◆ Exercise brief
Pull out the lines below, unchanged, from the line with "written like <point>288,212</point>." up to and including the final line.

— BEGIN —

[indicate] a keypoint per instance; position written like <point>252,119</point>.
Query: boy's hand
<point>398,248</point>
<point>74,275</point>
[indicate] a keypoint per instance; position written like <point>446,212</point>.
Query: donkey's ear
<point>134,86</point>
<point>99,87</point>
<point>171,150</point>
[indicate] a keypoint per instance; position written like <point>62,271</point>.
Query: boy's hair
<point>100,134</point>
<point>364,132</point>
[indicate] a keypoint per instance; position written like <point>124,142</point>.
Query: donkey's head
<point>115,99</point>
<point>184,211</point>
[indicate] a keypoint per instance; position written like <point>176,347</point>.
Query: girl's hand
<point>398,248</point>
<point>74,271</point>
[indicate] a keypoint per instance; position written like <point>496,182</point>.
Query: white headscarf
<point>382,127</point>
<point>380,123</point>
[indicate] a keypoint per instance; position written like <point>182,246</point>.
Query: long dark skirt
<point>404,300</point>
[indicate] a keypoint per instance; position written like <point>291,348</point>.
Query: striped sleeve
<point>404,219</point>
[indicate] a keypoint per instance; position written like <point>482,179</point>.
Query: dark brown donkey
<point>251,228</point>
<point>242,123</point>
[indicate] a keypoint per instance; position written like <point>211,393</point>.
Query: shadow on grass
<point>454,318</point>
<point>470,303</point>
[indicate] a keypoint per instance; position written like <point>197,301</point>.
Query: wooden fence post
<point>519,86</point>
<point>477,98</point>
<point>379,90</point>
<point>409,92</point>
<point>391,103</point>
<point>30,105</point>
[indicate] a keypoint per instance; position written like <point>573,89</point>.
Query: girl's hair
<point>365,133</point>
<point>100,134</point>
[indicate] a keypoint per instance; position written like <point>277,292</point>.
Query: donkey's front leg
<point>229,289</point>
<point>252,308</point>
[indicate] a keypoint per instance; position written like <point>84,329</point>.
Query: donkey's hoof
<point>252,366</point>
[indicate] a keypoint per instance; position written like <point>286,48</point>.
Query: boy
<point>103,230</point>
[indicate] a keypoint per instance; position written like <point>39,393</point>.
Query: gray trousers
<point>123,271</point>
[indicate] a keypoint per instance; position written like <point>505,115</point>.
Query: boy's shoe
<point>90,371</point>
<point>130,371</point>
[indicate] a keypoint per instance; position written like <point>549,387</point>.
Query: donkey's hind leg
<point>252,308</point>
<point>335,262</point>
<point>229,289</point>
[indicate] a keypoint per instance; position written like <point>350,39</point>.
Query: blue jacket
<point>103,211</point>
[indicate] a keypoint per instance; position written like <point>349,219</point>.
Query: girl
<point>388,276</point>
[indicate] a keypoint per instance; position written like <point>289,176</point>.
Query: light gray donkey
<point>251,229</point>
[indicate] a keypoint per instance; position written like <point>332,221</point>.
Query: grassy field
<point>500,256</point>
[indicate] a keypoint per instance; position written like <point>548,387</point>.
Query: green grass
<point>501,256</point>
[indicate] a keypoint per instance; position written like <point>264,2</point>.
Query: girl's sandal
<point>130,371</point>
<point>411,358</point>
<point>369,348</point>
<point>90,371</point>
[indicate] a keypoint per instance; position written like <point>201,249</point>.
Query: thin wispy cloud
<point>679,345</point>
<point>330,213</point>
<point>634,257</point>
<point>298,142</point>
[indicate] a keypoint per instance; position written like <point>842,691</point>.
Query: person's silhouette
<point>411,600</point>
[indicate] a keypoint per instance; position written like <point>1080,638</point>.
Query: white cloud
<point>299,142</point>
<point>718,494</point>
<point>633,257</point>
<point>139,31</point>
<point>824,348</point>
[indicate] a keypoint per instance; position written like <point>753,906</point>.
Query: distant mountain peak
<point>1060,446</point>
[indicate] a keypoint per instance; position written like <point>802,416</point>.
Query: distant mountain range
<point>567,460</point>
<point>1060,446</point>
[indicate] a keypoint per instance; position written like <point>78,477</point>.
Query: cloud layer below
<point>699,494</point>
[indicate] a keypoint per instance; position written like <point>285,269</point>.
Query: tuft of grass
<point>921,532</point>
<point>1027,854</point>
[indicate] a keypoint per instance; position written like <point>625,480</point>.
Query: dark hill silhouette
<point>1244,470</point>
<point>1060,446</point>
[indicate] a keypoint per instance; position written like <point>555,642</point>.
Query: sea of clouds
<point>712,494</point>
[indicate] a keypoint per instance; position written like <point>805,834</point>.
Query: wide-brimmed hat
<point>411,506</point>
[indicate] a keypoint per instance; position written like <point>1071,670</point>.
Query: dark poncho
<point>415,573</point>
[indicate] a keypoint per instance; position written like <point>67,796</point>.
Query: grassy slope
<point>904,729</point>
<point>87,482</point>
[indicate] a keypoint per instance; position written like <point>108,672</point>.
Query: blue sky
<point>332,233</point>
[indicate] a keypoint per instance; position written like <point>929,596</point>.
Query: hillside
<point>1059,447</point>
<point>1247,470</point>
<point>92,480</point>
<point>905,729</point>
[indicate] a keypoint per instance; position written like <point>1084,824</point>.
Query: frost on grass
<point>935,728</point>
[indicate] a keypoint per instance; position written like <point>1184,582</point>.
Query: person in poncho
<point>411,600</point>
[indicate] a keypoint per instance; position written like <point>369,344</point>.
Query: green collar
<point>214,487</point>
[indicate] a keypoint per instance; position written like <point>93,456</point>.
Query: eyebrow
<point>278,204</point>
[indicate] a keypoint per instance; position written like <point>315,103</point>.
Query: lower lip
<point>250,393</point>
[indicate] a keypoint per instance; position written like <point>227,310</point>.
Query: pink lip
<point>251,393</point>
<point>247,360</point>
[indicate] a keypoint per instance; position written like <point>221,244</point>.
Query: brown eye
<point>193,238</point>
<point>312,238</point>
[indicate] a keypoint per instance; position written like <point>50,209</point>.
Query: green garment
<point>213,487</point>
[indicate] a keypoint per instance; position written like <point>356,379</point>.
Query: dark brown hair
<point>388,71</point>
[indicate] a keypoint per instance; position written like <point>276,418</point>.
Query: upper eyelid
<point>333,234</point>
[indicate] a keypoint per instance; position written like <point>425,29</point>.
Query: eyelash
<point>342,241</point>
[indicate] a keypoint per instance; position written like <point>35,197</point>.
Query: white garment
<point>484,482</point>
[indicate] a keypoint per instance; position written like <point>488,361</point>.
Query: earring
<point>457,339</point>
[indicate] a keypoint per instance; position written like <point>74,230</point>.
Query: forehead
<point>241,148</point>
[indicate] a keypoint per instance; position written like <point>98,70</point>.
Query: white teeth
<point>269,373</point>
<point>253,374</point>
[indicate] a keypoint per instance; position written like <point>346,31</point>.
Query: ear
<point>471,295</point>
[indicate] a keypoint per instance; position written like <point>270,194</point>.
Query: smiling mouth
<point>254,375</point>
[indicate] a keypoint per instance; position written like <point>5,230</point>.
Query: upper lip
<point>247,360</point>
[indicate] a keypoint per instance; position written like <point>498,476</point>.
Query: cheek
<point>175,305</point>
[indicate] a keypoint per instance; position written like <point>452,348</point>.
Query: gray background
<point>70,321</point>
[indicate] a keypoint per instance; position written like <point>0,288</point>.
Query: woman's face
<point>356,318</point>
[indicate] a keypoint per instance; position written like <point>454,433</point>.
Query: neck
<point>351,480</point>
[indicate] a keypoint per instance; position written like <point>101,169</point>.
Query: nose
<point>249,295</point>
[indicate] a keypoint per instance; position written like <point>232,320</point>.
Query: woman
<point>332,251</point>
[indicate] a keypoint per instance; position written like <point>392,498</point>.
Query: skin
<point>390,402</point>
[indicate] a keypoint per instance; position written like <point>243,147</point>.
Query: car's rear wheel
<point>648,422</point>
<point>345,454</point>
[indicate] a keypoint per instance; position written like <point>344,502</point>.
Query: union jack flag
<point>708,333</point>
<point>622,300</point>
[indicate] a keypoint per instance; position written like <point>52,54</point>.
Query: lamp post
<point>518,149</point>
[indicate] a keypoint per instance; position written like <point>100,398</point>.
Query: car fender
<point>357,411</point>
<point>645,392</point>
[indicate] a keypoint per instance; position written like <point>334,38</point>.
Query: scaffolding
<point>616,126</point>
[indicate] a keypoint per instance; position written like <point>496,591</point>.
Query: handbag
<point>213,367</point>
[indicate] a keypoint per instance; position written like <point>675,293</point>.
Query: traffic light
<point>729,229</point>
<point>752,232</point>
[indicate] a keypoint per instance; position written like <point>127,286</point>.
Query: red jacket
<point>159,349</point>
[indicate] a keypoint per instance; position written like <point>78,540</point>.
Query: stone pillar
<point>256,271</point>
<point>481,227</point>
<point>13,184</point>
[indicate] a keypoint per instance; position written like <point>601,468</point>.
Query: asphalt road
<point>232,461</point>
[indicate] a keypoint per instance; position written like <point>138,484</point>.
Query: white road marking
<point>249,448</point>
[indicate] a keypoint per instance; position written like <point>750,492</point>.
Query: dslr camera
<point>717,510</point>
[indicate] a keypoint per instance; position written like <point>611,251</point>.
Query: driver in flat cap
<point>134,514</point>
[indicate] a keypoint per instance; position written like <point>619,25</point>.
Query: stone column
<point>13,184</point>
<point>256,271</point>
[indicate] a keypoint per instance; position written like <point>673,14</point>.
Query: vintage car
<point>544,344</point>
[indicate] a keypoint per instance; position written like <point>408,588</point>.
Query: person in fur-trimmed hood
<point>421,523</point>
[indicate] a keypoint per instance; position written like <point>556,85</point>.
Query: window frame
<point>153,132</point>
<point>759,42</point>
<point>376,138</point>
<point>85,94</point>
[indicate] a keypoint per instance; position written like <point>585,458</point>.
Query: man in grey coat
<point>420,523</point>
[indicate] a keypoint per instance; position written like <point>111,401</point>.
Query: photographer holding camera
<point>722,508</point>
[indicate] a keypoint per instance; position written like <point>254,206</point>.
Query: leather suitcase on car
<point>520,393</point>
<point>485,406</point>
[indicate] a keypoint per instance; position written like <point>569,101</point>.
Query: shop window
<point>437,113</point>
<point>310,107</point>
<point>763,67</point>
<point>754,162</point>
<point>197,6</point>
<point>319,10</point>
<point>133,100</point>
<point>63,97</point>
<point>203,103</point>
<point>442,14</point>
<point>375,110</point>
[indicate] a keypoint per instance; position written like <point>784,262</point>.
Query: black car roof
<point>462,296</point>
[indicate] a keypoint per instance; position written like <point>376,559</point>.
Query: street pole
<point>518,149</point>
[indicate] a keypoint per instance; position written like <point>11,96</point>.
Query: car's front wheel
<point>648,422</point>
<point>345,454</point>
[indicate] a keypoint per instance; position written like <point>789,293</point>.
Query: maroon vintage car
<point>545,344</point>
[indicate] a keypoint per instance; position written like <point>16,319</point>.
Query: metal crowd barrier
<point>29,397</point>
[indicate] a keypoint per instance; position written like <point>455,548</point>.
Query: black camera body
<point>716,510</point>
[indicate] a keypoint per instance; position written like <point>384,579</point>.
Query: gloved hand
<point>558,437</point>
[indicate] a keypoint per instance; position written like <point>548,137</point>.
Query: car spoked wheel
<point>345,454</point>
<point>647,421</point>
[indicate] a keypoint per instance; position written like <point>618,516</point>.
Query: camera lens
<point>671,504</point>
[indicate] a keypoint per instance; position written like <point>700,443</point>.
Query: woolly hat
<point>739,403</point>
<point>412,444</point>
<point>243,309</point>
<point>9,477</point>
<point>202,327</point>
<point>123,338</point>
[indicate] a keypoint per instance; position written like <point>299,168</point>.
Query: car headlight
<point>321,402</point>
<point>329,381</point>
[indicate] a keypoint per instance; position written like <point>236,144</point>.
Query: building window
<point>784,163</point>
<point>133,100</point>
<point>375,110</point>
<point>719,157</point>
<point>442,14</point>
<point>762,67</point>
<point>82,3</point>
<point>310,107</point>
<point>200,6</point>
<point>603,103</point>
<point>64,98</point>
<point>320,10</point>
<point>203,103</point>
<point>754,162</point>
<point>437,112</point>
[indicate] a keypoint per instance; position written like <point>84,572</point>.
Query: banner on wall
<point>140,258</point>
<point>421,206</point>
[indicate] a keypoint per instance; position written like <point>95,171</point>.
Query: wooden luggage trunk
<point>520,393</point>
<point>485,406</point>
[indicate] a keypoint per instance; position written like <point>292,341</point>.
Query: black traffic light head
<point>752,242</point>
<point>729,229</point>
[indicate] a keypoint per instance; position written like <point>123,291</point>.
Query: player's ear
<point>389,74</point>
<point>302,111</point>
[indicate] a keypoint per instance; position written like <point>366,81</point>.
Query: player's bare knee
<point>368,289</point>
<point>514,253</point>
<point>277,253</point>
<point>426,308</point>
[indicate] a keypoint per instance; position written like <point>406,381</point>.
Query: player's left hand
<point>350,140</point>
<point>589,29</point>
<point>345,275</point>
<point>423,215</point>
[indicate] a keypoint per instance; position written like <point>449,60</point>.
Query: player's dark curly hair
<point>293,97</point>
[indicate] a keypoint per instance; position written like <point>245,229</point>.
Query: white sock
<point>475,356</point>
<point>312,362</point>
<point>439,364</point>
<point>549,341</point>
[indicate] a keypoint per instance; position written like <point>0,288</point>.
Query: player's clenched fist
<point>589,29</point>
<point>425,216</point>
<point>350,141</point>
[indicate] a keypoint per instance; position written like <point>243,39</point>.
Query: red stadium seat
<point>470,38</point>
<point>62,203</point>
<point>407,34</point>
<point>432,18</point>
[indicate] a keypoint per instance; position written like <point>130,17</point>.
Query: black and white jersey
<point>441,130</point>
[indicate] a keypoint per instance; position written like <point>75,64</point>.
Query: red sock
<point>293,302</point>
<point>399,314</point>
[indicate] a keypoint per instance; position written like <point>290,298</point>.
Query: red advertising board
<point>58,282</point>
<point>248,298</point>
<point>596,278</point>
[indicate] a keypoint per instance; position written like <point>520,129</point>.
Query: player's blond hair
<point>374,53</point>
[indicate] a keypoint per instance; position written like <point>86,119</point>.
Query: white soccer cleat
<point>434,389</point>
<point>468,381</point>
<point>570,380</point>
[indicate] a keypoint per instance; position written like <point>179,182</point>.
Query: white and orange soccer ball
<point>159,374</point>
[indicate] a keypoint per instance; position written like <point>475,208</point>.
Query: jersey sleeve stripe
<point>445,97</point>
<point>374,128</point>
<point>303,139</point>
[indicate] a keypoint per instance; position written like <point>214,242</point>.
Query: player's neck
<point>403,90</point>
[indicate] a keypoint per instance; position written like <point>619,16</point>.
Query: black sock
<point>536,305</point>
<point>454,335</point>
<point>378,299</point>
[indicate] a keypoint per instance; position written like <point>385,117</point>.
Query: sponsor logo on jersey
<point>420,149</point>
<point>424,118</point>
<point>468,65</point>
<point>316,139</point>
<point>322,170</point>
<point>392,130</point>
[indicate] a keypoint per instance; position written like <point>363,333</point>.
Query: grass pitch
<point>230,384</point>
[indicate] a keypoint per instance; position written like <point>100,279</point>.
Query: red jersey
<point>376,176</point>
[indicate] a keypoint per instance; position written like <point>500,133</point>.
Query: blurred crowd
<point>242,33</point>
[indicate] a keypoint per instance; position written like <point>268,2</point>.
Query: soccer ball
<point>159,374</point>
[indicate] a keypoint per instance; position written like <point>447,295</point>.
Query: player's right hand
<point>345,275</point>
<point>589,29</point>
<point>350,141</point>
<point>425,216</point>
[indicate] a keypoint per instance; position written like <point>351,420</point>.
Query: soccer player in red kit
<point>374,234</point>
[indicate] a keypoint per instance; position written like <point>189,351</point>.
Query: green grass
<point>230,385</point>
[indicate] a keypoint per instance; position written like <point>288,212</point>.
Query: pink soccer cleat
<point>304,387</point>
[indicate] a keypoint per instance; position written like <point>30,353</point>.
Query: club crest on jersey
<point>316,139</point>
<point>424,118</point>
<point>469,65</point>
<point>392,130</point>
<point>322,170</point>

— END —

◆ In response
[indicate] a keypoint per instance; position written like <point>288,212</point>.
Query: pink soccer cleat
<point>304,387</point>
[indicate] a keypoint per instance; position written like <point>30,353</point>.
Query: club crest on jersey
<point>316,139</point>
<point>424,118</point>
<point>469,65</point>
<point>392,130</point>
<point>322,170</point>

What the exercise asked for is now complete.